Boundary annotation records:
[start]
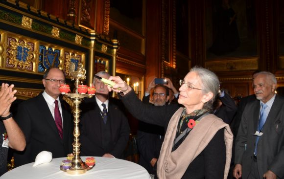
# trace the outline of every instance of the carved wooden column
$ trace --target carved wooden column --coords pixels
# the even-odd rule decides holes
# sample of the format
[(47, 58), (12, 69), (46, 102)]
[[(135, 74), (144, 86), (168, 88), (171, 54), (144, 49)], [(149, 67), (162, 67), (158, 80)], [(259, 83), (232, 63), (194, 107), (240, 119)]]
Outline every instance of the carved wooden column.
[(68, 2), (68, 13), (67, 21), (75, 23), (76, 20), (76, 0), (69, 0)]

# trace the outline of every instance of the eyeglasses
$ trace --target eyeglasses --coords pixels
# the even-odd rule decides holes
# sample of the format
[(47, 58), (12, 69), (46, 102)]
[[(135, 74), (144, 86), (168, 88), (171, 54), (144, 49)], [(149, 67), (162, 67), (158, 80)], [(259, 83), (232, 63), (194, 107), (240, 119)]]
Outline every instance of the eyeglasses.
[(160, 93), (157, 93), (157, 92), (154, 92), (153, 93), (153, 96), (158, 96), (158, 95), (159, 95), (160, 97), (164, 97), (164, 96), (166, 96), (166, 94), (165, 93), (162, 93), (162, 92)]
[(54, 79), (47, 79), (47, 78), (45, 78), (45, 80), (51, 81), (52, 83), (59, 82), (59, 83), (61, 84), (65, 83), (65, 80), (55, 80)]
[(187, 87), (188, 88), (189, 90), (195, 89), (195, 90), (201, 90), (201, 89), (194, 88), (194, 87), (192, 87), (191, 85), (189, 84), (189, 83), (186, 83), (186, 82), (185, 81), (185, 80), (180, 80), (180, 85), (181, 86), (183, 86), (183, 85), (186, 85)]

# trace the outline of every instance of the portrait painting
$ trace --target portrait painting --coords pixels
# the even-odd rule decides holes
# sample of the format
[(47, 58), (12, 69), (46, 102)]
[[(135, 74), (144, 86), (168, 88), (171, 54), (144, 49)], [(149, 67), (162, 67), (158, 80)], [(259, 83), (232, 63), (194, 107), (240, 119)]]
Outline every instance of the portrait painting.
[(206, 1), (206, 59), (257, 55), (255, 0)]

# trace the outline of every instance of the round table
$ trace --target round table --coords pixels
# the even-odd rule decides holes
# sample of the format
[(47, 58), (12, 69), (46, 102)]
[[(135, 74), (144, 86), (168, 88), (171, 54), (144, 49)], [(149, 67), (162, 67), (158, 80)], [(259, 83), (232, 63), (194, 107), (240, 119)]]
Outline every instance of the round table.
[[(86, 157), (81, 157), (85, 161)], [(66, 157), (53, 158), (49, 163), (33, 167), (34, 162), (15, 168), (3, 175), (0, 179), (150, 179), (147, 171), (141, 166), (127, 160), (95, 157), (95, 165), (86, 173), (71, 175), (60, 169)]]

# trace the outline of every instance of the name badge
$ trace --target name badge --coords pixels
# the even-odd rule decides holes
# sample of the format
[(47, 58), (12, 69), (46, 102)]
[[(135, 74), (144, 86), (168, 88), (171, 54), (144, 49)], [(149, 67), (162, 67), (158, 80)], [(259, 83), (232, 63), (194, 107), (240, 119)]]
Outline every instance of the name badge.
[(263, 133), (261, 133), (261, 132), (259, 132), (259, 131), (256, 131), (256, 133), (255, 134), (252, 134), (252, 135), (260, 136), (262, 135), (263, 134)]
[(3, 143), (2, 144), (2, 147), (9, 148), (9, 140), (8, 140), (8, 138), (6, 138), (6, 140), (3, 140)]

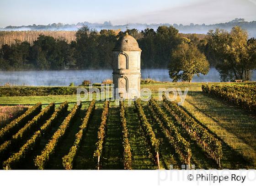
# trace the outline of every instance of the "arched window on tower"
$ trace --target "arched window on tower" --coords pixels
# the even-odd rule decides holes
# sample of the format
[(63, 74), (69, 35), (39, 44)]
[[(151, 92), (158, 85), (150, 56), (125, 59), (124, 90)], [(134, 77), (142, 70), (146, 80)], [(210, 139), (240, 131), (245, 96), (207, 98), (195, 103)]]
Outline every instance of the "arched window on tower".
[(128, 57), (123, 52), (119, 56), (118, 69), (128, 69)]

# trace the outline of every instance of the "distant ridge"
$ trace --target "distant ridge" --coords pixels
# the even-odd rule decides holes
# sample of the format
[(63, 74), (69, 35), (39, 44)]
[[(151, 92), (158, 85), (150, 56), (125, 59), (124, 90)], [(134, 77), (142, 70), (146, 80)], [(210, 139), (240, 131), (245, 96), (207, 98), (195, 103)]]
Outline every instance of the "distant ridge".
[[(234, 20), (225, 23), (217, 23), (215, 24), (205, 25), (203, 24), (198, 25), (191, 23), (188, 25), (178, 25), (177, 24), (171, 24), (170, 23), (155, 23), (155, 24), (142, 24), (142, 23), (128, 23), (130, 29), (135, 28), (139, 31), (144, 30), (146, 28), (153, 28), (156, 30), (159, 26), (173, 26), (178, 30), (180, 32), (184, 33), (196, 33), (199, 34), (206, 34), (209, 30), (215, 30), (218, 28), (229, 31), (232, 27), (238, 26), (242, 28), (246, 29), (251, 37), (256, 37), (256, 21), (246, 21), (244, 19), (235, 18)], [(33, 24), (29, 26), (8, 26), (5, 28), (0, 28), (0, 31), (76, 31), (83, 25), (87, 25), (91, 28), (94, 28), (98, 31), (101, 29), (121, 29), (122, 31), (126, 30), (126, 24), (120, 25), (113, 25), (110, 21), (105, 21), (103, 23), (90, 23), (87, 21), (79, 22), (76, 24), (65, 24), (61, 23), (53, 23), (48, 25)]]

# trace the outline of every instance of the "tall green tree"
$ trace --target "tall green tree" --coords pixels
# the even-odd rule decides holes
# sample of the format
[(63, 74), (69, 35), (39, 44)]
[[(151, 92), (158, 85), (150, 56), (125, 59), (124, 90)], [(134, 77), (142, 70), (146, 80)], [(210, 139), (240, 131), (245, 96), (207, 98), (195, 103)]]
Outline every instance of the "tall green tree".
[(248, 42), (248, 38), (247, 31), (239, 26), (233, 27), (229, 33), (216, 30), (208, 33), (208, 45), (217, 61), (216, 68), (221, 81), (250, 79), (256, 65), (251, 57), (254, 42)]
[(191, 82), (195, 74), (205, 75), (209, 71), (209, 62), (194, 43), (187, 38), (172, 53), (168, 65), (169, 74), (173, 82), (179, 80)]

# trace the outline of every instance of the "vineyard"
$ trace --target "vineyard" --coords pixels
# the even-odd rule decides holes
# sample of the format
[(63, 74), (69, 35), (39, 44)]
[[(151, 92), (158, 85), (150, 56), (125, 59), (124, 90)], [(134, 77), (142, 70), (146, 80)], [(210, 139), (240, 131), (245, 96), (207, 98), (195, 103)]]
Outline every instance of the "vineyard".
[end]
• [PROBLEM STATEMENT]
Reproduce all the rows with every "instance" switched to "occurrence", leaving everything else unchanged. Omit the picture lines.

• [WORKED SOLUTION]
# trace the outline of every occurrence of the carved wooden column
$ trace --target carved wooden column --coords pixels
# the even-odd rule decides holes
# sample of the format
[(47, 58), (12, 69), (46, 102)]
[[(135, 74), (144, 86), (168, 88), (171, 54), (144, 49)], [(149, 67), (162, 67), (158, 80)], [(259, 83), (232, 63), (194, 107), (240, 119)]]
Outline every occurrence of the carved wooden column.
[(68, 2), (68, 13), (67, 21), (75, 23), (76, 20), (76, 0), (69, 0)]

# trace the outline of every occurrence of the eyeglasses
$ trace --target eyeglasses --coords pixels
# the even-odd rule decides holes
# sample of the format
[(47, 58), (12, 69), (46, 102)]
[[(135, 74), (144, 86), (168, 88), (171, 54), (144, 49)], [(149, 67), (162, 67), (158, 80)], [(259, 83), (232, 63), (194, 107), (240, 119)]]
Outline every occurrence of the eyeglasses.
[(160, 93), (157, 93), (157, 92), (154, 92), (153, 93), (153, 96), (158, 96), (158, 95), (159, 95), (160, 97), (164, 97), (164, 96), (166, 96), (166, 94), (165, 93), (162, 93), (162, 92)]
[(54, 79), (47, 79), (47, 78), (45, 78), (45, 80), (51, 81), (52, 83), (59, 82), (59, 83), (61, 84), (65, 83), (65, 80), (55, 80)]
[(187, 87), (188, 88), (189, 90), (195, 89), (195, 90), (201, 90), (201, 89), (194, 88), (194, 87), (192, 87), (191, 85), (189, 84), (189, 83), (186, 83), (186, 82), (185, 81), (185, 80), (180, 80), (180, 85), (181, 86), (183, 86), (183, 85), (186, 85)]

# trace the outline of every occurrence of the portrait painting
$ trace --target portrait painting --coords pixels
# the even-odd rule decides holes
# sample of the format
[(47, 58), (12, 69), (46, 102)]
[[(135, 74), (144, 86), (168, 88), (171, 54), (144, 49)], [(149, 67), (162, 67), (158, 80)], [(259, 83), (232, 63), (194, 107), (240, 119)]]
Outline every occurrence of the portrait painting.
[(206, 1), (206, 59), (257, 55), (255, 0)]

# trace the outline of every occurrence of the round table
$ trace --target round table --coords pixels
# the even-odd rule decides holes
# sample of the format
[(47, 58), (12, 69), (46, 102)]
[[(135, 74), (144, 86), (168, 88), (171, 54), (144, 49)], [(149, 67), (162, 67), (158, 80)], [(259, 83), (232, 63), (194, 107), (240, 119)]]
Outline every occurrence of the round table.
[[(86, 157), (81, 157), (85, 161)], [(66, 157), (53, 158), (49, 163), (33, 167), (34, 162), (15, 168), (3, 175), (0, 179), (150, 179), (147, 171), (141, 166), (127, 160), (95, 157), (95, 165), (86, 173), (71, 175), (60, 169)]]

# trace the outline of every occurrence of the name badge
$ trace --target name badge --coords pixels
# the even-odd rule decides holes
# sample of the format
[(47, 58), (12, 69), (46, 102)]
[[(135, 74), (144, 86), (168, 88), (171, 54), (144, 49)], [(149, 67), (162, 67), (158, 80)], [(259, 83), (232, 63), (194, 107), (240, 119)]]
Outline every occurrence of the name badge.
[(263, 133), (261, 133), (261, 132), (259, 132), (259, 131), (256, 131), (256, 133), (255, 134), (252, 134), (252, 135), (260, 136), (262, 135), (263, 134)]
[(3, 143), (2, 144), (2, 147), (9, 148), (9, 140), (8, 140), (8, 138), (6, 138), (6, 140), (3, 140)]

# trace the outline of every occurrence of the "arched window on tower"
$ trace --target "arched window on tower" --coords pixels
# the even-odd rule decides holes
# sample of the format
[(63, 74), (69, 35), (39, 44)]
[[(151, 92), (158, 85), (150, 56), (125, 59), (124, 90)], [(134, 77), (142, 70), (146, 80)], [(210, 139), (240, 131), (245, 96), (207, 98), (195, 103)]]
Outline every occurrence of the "arched window on tower".
[(128, 57), (123, 52), (119, 56), (118, 69), (128, 69)]

# trace the outline of every occurrence of the "distant ridge"
$ trace --target "distant ridge" --coords pixels
# the even-odd rule decides holes
# sample of the format
[(63, 74), (69, 35), (39, 44)]
[[(151, 92), (158, 85), (150, 56), (125, 59), (124, 90)], [(134, 77), (142, 70), (146, 80)], [(210, 139), (240, 131), (245, 96), (207, 98), (195, 103)]]
Outline every occurrence of the "distant ridge".
[[(234, 20), (225, 23), (217, 23), (215, 24), (205, 25), (203, 24), (198, 25), (191, 23), (188, 25), (178, 25), (177, 24), (171, 24), (170, 23), (155, 23), (155, 24), (142, 24), (142, 23), (128, 23), (130, 29), (135, 28), (139, 31), (144, 30), (146, 28), (153, 28), (156, 30), (159, 26), (173, 26), (178, 30), (180, 32), (184, 33), (196, 33), (199, 34), (206, 34), (209, 30), (215, 30), (218, 28), (229, 31), (232, 27), (238, 26), (242, 28), (246, 29), (251, 37), (256, 37), (256, 21), (246, 21), (244, 19), (235, 18)], [(33, 24), (29, 26), (8, 26), (5, 28), (0, 28), (0, 31), (76, 31), (83, 25), (87, 25), (91, 28), (94, 28), (98, 31), (101, 29), (121, 29), (122, 31), (126, 30), (126, 24), (120, 25), (113, 25), (110, 21), (105, 21), (103, 23), (90, 23), (87, 21), (79, 22), (76, 24), (65, 24), (61, 23), (53, 23), (48, 25)]]

# trace the outline of every occurrence of the "tall green tree"
$ trace --target "tall green tree" --coords pixels
# the even-odd rule decides holes
# sample of the format
[(63, 74), (69, 35), (39, 44)]
[[(151, 92), (158, 85), (150, 56), (125, 59), (124, 90)], [(134, 77), (142, 70), (146, 80)], [(210, 139), (240, 131), (245, 96), (207, 98), (195, 103)]]
Outline every occurrence of the "tall green tree".
[(248, 42), (248, 38), (247, 31), (239, 26), (233, 27), (229, 33), (216, 30), (208, 33), (208, 45), (217, 61), (216, 68), (221, 81), (250, 79), (256, 65), (251, 57), (254, 42)]
[(191, 82), (195, 74), (205, 75), (209, 71), (209, 62), (194, 43), (187, 38), (172, 53), (168, 65), (169, 74), (173, 82), (179, 80)]

# trace the outline of every occurrence of the "vineyard"
$ trace --target "vineyard" --coords pixels
# the even-odd rule decides holes
# sample of the format
[(63, 74), (69, 35), (39, 44)]
[[(151, 92), (158, 85), (150, 56), (125, 59), (124, 90)], [(134, 77), (142, 70), (146, 80)], [(210, 139), (240, 131), (245, 96), (207, 98), (195, 103)]]
Outline every occurrence of the "vineyard".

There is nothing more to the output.